PROBLEMA A RESOLVER:
Reescreva todas as linhas abaixo, desde a linha que contém "Return one point for each instance of the blue and" até a última, ambas incluídas, deslocando em 41 cada número das coordenadas dadas como resposta e mantendo o restante sem alteração.

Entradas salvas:

__________

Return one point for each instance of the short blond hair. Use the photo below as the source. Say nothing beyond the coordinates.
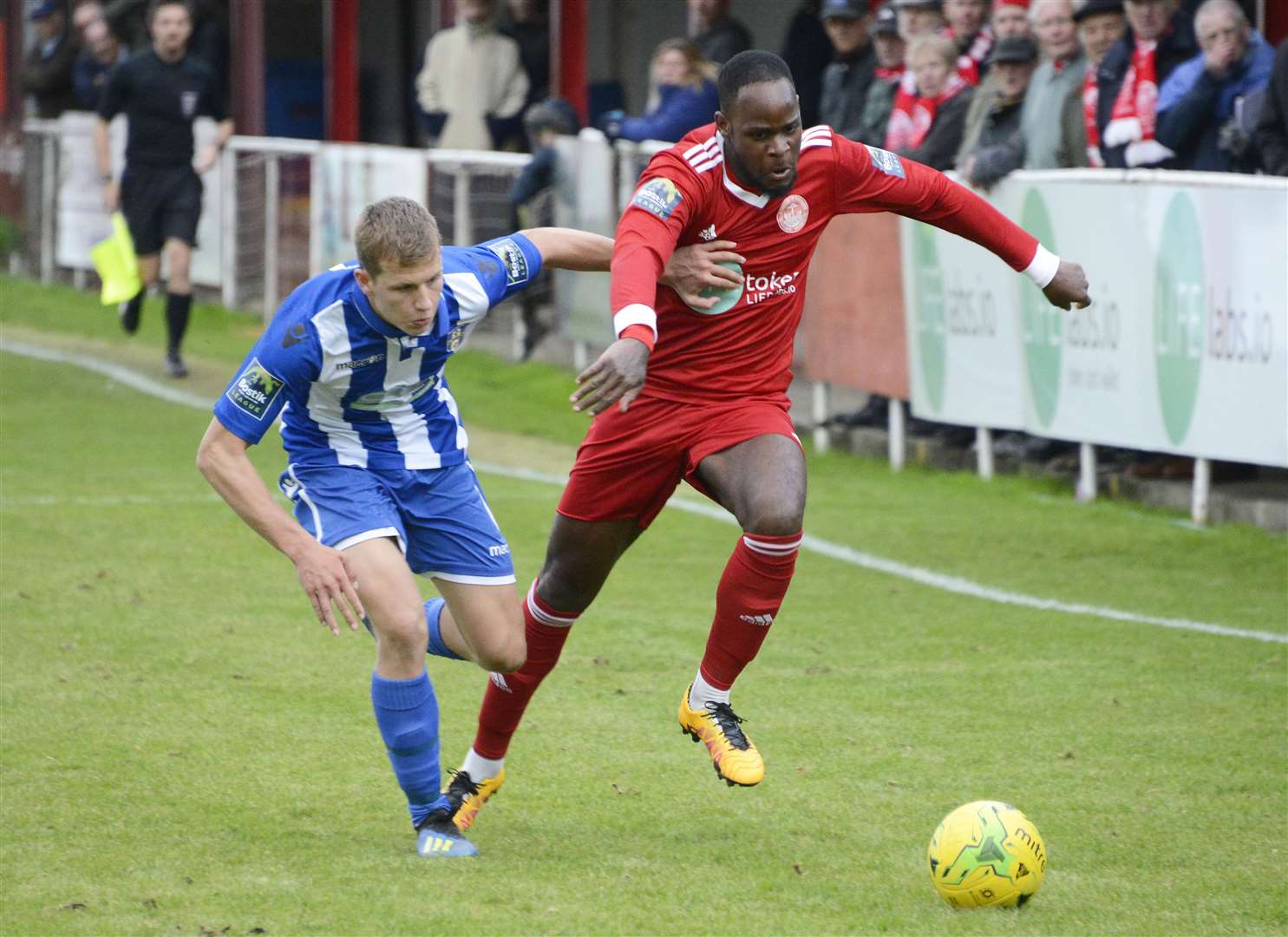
(397, 231)
(939, 45)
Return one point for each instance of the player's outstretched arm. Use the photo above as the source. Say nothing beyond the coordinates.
(618, 376)
(571, 249)
(324, 573)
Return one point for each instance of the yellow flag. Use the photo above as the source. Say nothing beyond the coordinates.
(116, 265)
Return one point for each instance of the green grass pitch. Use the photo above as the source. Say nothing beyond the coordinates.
(183, 749)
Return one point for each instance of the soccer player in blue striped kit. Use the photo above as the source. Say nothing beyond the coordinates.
(377, 467)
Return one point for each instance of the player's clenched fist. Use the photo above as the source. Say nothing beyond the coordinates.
(1069, 285)
(326, 579)
(618, 374)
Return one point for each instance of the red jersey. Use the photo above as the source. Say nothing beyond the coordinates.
(687, 196)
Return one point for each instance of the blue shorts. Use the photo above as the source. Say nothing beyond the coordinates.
(440, 517)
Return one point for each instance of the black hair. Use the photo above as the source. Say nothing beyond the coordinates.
(749, 67)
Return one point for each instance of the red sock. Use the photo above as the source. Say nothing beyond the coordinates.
(748, 600)
(507, 695)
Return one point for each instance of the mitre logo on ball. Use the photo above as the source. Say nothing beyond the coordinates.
(793, 214)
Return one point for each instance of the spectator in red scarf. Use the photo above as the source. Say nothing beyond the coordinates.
(889, 47)
(974, 39)
(1100, 24)
(1160, 39)
(927, 125)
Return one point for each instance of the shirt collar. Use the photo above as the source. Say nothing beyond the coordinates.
(755, 200)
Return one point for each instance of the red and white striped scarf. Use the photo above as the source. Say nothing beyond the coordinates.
(970, 61)
(1135, 111)
(912, 114)
(1090, 100)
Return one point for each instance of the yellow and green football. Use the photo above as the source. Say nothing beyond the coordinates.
(987, 855)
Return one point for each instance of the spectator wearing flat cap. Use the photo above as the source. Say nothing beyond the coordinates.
(889, 48)
(1009, 20)
(847, 77)
(47, 72)
(1052, 115)
(1100, 26)
(997, 145)
(716, 34)
(1195, 103)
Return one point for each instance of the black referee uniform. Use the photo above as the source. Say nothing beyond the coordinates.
(160, 190)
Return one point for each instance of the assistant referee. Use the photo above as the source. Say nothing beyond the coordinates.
(161, 92)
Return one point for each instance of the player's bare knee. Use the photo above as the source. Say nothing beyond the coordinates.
(773, 520)
(566, 592)
(402, 629)
(504, 656)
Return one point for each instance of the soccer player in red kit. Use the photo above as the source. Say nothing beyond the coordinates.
(703, 393)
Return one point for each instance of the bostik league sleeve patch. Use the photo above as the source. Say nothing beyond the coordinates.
(254, 390)
(513, 259)
(658, 196)
(885, 161)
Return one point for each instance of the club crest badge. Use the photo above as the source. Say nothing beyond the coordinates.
(793, 214)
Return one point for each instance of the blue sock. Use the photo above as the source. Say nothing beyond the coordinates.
(433, 621)
(408, 716)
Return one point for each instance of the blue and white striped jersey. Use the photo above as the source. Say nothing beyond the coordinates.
(353, 390)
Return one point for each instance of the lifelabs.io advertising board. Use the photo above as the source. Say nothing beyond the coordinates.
(1184, 350)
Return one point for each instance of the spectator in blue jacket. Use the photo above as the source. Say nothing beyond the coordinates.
(101, 52)
(683, 97)
(1197, 100)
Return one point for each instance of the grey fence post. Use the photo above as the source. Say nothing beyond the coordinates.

__________

RESPOSTA ESCRITA:
Return one point for each instance of the blue and white striped jersey. Use the photo above as the source. Say nothing beyond the coordinates.
(394, 431)
Return one point for each instance of the lifelabs.io advertising board. Use the photo above as the source. Say nothing beyond the coordinates.
(1225, 391)
Return one point for each instance of the spectator in blue jacket. Use the photo above as the source. Say nothing beyond the coordinates.
(142, 93)
(724, 138)
(1238, 141)
Return one point for each instance of the grey fence post. Use the photo above as the source. Say nothing beyond the coordinates.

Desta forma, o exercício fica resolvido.